# [Work item]
Work out how many lines in the data below contain the string "instance", and reply with that figure alone.

# [Material for the task]
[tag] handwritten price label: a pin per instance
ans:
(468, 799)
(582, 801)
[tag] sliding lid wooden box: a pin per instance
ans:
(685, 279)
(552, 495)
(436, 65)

# [Response below]
2